§ Stated problem: Locate each line in the records that contains the string "gray", and copy every such line.

§ The data:
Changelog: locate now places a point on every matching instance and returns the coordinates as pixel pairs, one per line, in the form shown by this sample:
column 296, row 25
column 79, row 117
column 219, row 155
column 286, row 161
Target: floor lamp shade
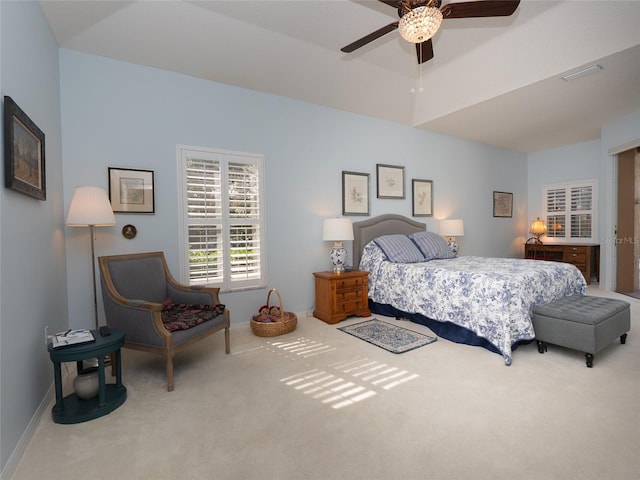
column 90, row 207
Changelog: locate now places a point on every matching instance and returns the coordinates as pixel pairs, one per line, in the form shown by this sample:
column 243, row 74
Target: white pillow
column 399, row 249
column 431, row 245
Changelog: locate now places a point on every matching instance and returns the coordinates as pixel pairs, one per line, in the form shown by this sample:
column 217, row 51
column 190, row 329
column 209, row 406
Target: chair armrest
column 141, row 320
column 194, row 295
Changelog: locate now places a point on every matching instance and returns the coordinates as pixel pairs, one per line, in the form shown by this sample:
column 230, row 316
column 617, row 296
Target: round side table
column 72, row 409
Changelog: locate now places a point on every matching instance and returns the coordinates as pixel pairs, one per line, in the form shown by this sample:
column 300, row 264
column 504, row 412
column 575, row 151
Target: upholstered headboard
column 367, row 230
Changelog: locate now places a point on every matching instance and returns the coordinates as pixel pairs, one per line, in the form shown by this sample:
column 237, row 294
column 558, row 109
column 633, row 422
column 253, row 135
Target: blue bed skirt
column 446, row 330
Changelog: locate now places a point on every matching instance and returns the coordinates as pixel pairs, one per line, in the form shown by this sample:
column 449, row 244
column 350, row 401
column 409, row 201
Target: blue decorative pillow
column 432, row 245
column 399, row 249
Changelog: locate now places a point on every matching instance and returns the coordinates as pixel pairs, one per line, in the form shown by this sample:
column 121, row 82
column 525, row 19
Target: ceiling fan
column 421, row 19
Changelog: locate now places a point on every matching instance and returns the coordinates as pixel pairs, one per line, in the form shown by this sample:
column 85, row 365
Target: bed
column 478, row 301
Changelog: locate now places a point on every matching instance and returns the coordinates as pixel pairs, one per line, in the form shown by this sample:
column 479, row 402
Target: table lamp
column 337, row 230
column 450, row 229
column 538, row 228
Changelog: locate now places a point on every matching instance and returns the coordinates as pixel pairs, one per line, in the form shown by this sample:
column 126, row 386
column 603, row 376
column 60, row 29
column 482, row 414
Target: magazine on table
column 72, row 337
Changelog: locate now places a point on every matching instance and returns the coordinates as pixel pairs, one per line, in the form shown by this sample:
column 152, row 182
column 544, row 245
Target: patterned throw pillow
column 432, row 245
column 399, row 249
column 182, row 316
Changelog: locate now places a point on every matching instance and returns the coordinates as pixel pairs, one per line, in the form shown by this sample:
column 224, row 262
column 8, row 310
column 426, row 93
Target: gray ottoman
column 582, row 323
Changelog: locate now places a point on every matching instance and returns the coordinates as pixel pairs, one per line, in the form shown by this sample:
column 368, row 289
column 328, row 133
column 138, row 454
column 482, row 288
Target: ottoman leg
column 542, row 347
column 589, row 358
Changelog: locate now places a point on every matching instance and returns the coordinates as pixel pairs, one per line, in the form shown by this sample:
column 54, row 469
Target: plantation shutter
column 570, row 210
column 224, row 222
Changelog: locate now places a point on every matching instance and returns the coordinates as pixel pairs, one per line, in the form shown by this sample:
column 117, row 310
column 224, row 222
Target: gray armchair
column 158, row 314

§ Complete output:
Target: gray ottoman
Target: gray armchair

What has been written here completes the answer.